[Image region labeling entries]
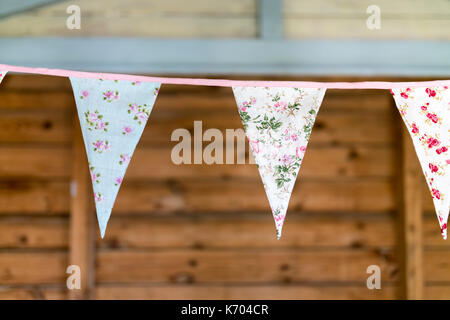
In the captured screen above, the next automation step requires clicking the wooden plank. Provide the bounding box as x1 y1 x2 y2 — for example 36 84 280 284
400 123 424 300
0 146 394 180
284 18 450 42
283 0 450 19
0 109 72 143
0 178 396 215
0 251 68 285
0 38 450 77
0 180 69 215
257 0 283 39
423 249 450 284
100 212 396 249
96 285 396 300
424 285 450 300
68 117 95 299
0 12 257 37
0 106 394 148
97 250 398 285
0 217 69 249
113 180 396 214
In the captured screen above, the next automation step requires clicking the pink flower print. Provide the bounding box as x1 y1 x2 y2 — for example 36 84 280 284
114 177 123 186
249 140 261 154
96 120 106 130
273 101 287 112
427 138 441 149
103 90 119 102
88 112 98 122
94 192 103 202
425 88 436 98
80 90 89 99
128 103 138 113
119 154 130 165
428 163 439 173
427 113 439 123
122 126 133 136
92 140 110 153
431 188 441 200
281 154 291 165
295 146 306 158
136 112 148 121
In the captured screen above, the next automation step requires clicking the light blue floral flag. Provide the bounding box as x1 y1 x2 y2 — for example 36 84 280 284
70 78 161 238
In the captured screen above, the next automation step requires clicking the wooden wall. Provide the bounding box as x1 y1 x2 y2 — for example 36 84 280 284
0 0 450 40
0 75 450 299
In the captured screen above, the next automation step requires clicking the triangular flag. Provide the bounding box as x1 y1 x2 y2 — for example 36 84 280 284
392 87 450 239
70 78 161 238
233 87 325 239
0 71 8 83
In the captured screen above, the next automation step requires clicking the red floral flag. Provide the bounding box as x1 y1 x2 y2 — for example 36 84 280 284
392 86 450 239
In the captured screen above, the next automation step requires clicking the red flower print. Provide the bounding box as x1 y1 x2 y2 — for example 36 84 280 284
427 138 441 149
425 88 436 98
431 188 441 200
428 163 439 173
427 113 439 123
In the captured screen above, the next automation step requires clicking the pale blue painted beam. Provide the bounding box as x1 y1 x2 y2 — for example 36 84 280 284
258 0 283 40
0 38 450 78
0 0 61 18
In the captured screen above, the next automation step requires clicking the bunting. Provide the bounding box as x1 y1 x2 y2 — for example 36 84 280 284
233 87 325 239
391 86 450 239
0 64 450 239
0 71 8 83
70 78 160 238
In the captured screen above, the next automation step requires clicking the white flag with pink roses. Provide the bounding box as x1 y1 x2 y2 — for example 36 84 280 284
70 78 160 238
233 87 325 239
392 86 450 239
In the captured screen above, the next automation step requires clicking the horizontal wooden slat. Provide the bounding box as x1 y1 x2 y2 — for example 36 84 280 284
113 181 395 213
100 216 395 248
0 178 395 214
0 252 68 284
0 106 394 146
0 15 256 38
284 18 450 41
0 180 69 215
0 146 394 179
424 285 450 300
283 0 450 18
97 250 398 285
424 251 450 282
0 218 69 249
95 285 397 300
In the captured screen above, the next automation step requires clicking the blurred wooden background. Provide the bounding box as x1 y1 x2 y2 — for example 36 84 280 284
0 75 444 299
0 0 450 299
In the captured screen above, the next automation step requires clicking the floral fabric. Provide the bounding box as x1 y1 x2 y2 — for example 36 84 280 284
0 71 8 83
70 78 161 238
391 87 450 239
233 87 325 239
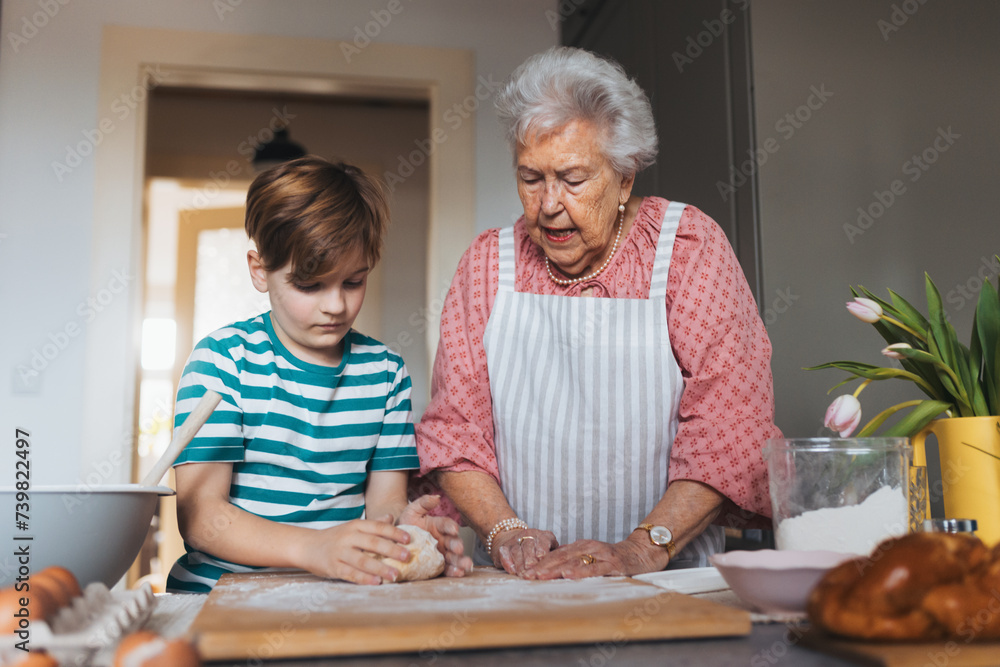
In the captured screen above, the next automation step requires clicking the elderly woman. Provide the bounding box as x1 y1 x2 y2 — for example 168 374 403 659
417 48 780 579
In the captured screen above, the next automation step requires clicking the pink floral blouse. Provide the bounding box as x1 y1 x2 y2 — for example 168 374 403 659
416 197 781 528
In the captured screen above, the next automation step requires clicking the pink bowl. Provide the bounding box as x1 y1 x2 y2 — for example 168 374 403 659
709 549 858 613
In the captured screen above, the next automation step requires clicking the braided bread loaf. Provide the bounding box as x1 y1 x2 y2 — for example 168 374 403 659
808 533 1000 641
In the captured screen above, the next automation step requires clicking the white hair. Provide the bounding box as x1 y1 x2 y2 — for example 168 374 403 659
495 46 657 176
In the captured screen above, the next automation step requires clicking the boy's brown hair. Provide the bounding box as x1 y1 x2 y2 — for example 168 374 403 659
246 155 389 282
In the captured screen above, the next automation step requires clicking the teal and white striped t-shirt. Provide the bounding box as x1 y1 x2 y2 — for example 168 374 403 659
167 313 420 592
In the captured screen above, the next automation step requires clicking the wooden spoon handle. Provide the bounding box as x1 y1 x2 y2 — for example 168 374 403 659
141 390 222 486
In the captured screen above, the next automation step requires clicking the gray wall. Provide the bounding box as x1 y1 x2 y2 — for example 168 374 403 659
751 0 1000 436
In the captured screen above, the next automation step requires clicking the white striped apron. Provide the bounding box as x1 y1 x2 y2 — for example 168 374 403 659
477 202 723 567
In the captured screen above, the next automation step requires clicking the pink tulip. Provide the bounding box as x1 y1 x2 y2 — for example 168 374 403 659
823 394 861 438
847 297 882 324
882 343 913 359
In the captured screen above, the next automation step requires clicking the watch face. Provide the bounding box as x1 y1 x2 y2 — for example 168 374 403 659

» WHAT YOU HAVE TO DO: Could you print every one of the lines above word for word, with the pictures left out?

» EXERCISE RESPONSE:
In the captured screen above, the next automation step requires clicking the wooden plank. Provide the bounding box as x1 y1 x2 y2 — for example 36 84 280 284
400 123 424 300
0 146 394 180
284 18 450 42
283 0 450 19
0 109 72 143
0 178 396 215
0 251 68 285
0 38 450 77
0 180 69 215
257 0 283 39
423 249 450 284
100 212 396 249
96 285 396 300
424 285 450 300
68 117 95 299
0 12 257 37
0 106 394 148
97 250 398 285
0 217 69 249
113 180 396 214
In the captured screen above, the next automation step requires clicking the pink flower print. Provide the bounding box as x1 y1 x2 y2 — for example 36 84 280 284
114 177 123 186
249 140 261 154
96 120 106 130
273 101 287 112
427 138 441 149
103 90 119 102
88 112 98 122
94 192 103 202
425 88 436 98
80 90 89 99
128 103 138 113
119 154 130 165
428 163 439 173
427 113 439 123
122 126 133 136
92 140 110 153
431 188 441 200
281 154 291 165
295 146 306 158
136 112 148 121
In the captured screen above, the next automation step requires clicking the light blue floral flag. Provide the bounding box as x1 y1 x2 y2 — for example 36 84 280 284
70 78 161 238
In the captured screen above, the next automation step requires clicking the wooden wall. Provide the bounding box as x1 y1 x2 y2 — for example 36 84 280 284
0 0 450 40
0 75 450 299
In the captured screen above, the next automation step requires clicking the triangular flag. Provide the bounding box as x1 y1 x2 y2 — for example 36 84 280 284
392 87 450 239
70 78 161 238
233 87 325 239
0 71 8 83
In the captured screen above, the next automation step requires clicking the red floral flag. Provide the bounding box as x1 y1 x2 y2 — for example 36 84 280 284
392 86 450 239
In the captured screen above, the next automation step requires clicking the red flower print. Provide the bounding box as x1 y1 x2 y2 — for example 36 84 280 284
427 138 441 149
425 88 436 98
431 188 441 200
428 163 439 173
427 113 439 123
In the captured screen above, the next automation step requires clicking the pale blue painted beam. Provide the bounding box as x1 y1 x2 y2 — for example 36 84 280 284
258 0 283 40
0 38 450 78
0 0 61 18
In the captured screen above, the next automation step requires clicking the bunting. Provide the bounding box as x1 y1 x2 y2 — for example 36 84 280 284
233 87 325 239
391 86 450 239
0 64 450 239
0 71 8 83
70 78 160 238
In the captured screen above, the next automation step requires clicking the white flag with pink roses. Provide the bounding box as x1 y1 x2 y2 — for example 36 84 280 284
70 78 160 238
233 87 325 239
392 86 450 239
In the captured screen above, the next automation step requires clicking the horizontal wooden slat. Provide the bounding box as x1 y1 x2 y2 — for example 36 84 280 284
113 181 395 213
100 216 395 248
0 178 395 214
0 252 68 284
0 106 394 146
0 15 256 38
284 18 450 41
0 180 69 215
0 146 394 179
424 285 450 300
283 0 450 18
97 250 398 285
424 251 450 282
0 218 69 249
95 285 397 300
In the captured screen above, the next automation step requires clicking the blurred wooden background. Provide the bounding box as x1 y1 x2 y2 — for example 36 84 280 284
0 75 444 299
0 0 450 299
In the captured screen above, the next automation step requires clicking the floral fabric. Provide the bounding box as x1 y1 x2 y2 — for example 36 84 280 284
0 71 8 83
70 78 161 238
391 87 450 239
233 87 325 239
In the captured screen above, the next automation step requires clicking the elderly woman. Provide the bounding box as x1 y1 x2 y2 — for example 168 374 403 659
417 48 780 579
In the captured screen above, the next automation step requires clicking the pink floral blouse. Provide the bounding box as x1 y1 x2 y2 — for example 168 374 403 659
416 197 781 528
In the captured screen above, the next automation step requires clicking the pink bowl. Provide the bounding box as x1 y1 x2 y2 — for example 168 374 403 659
709 549 858 613
In the captured screen above, the next automation step requires clicking the braided bread loaf. Provide the bounding box as x1 y1 x2 y2 — for example 168 374 403 659
808 533 1000 641
In the captured screen above, the next automation step requires clicking the white hair. Provide the bounding box as x1 y1 x2 y2 — for example 168 374 403 659
495 46 657 176
In the captured screen above, the next automation step requires clicking the boy's brown hair. Provide the bounding box as x1 y1 x2 y2 — for example 168 374 403 659
246 155 389 282
In the captured screen above, the next automation step requires clicking the teal and white striped t-shirt. Provide the bounding box as x1 y1 x2 y2 — for example 168 374 403 659
167 313 420 592
In the captured screen above, the next automation step requires clicking the wooden spoon handle. Provide the bounding box as x1 y1 x2 y2 — for example 168 374 403 659
141 390 222 486
In the captured screen above, the next automation step requires clicking the gray wall. Provide the bounding box as x1 y1 x2 y2 — for example 168 374 403 659
751 0 1000 436
In the captured screen above, the next automation step requires clicking the white striped apron. Provide the bounding box as x1 y1 x2 y2 — for example 168 374 403 659
477 202 723 567
In the captured screen above, the next automation step requires clicking the pink tulip. Provide the bounding box as x1 y1 x2 y2 — for example 168 374 403 659
823 394 861 438
847 297 882 324
882 343 913 359
In the captured screen above, the next automation step requires clicking the watch face. Provide the bounding box as x1 y1 x2 y2 — for example 168 374 403 659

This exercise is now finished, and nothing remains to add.